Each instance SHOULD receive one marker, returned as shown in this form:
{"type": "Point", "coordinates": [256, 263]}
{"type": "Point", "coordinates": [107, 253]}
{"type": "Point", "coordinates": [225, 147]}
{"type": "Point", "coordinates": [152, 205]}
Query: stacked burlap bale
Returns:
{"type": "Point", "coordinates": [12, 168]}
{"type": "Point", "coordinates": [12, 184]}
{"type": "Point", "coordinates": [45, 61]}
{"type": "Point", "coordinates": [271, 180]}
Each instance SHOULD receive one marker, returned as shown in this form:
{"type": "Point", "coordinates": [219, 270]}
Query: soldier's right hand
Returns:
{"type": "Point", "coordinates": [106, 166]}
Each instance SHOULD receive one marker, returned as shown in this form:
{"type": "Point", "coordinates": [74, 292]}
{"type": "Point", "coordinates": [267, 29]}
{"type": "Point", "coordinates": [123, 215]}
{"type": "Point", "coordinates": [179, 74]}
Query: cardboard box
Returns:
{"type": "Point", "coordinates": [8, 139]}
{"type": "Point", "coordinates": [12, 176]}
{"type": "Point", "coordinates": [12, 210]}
---
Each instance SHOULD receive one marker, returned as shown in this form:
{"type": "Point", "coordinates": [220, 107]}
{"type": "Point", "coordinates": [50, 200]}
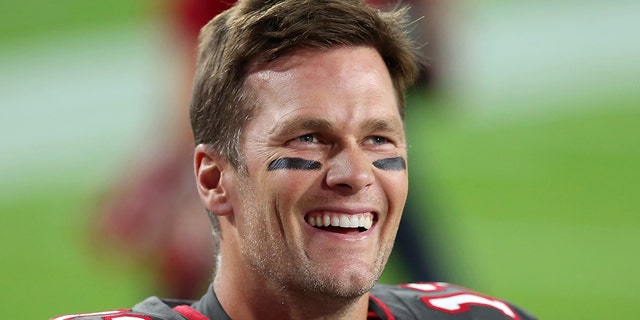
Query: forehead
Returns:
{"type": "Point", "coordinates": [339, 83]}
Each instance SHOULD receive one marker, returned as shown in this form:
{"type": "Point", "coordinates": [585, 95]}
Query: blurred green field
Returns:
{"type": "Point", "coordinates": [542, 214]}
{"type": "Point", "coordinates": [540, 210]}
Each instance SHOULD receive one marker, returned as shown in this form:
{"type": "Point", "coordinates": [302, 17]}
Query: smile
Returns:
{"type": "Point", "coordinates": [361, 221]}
--
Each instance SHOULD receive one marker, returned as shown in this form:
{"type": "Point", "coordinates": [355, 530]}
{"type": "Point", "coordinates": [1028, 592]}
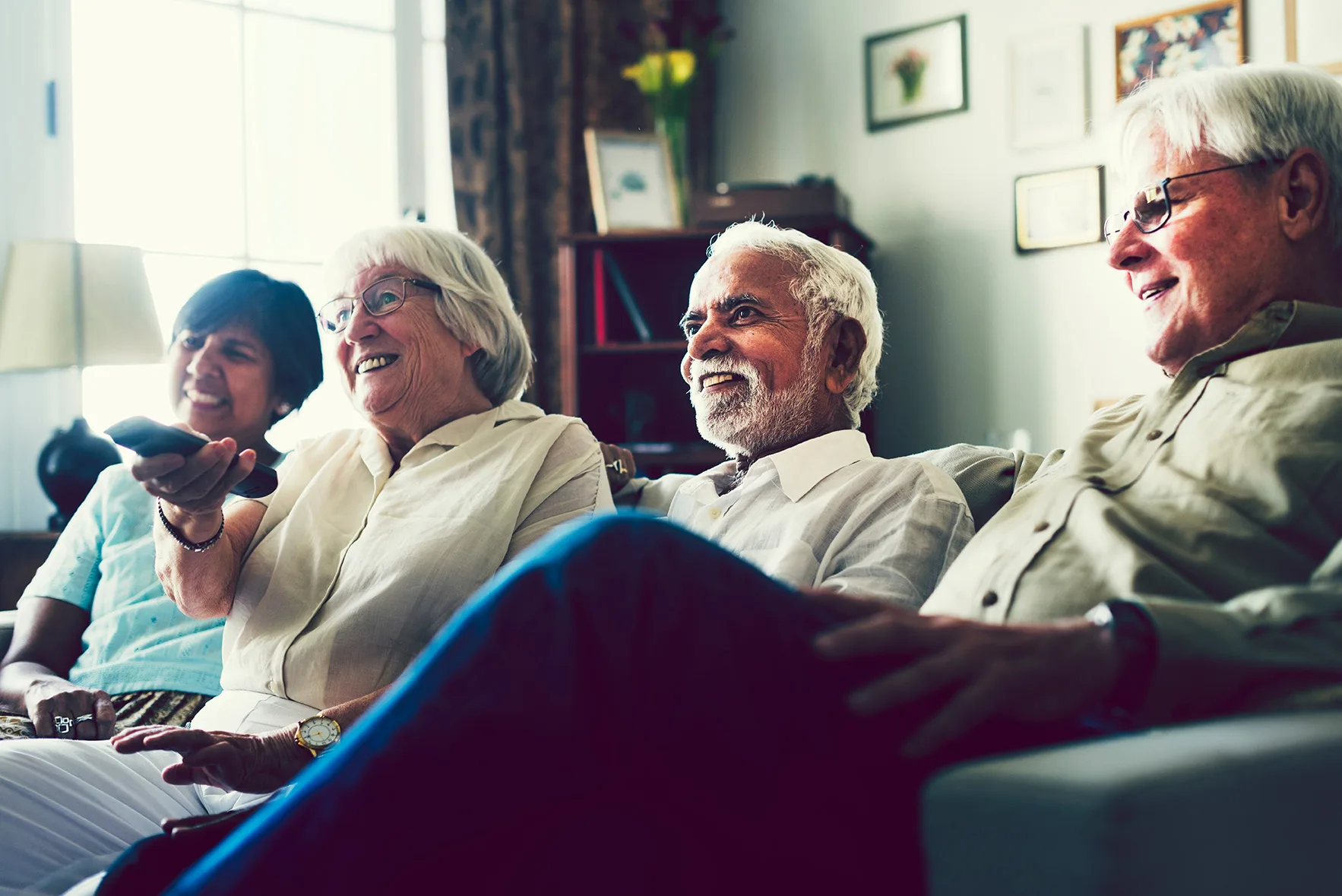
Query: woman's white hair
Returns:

• 任务要求: 找出上方所有含有字符串“Query”的行，并将这些行逐一抄录。匹配时区分大小写。

• 任务答复:
Query: stacked burlap bale
Query: soldier's right hand
Query: cardboard box
Query: forehead
Query: blurred green field
Query: smile
Query: woman's white hair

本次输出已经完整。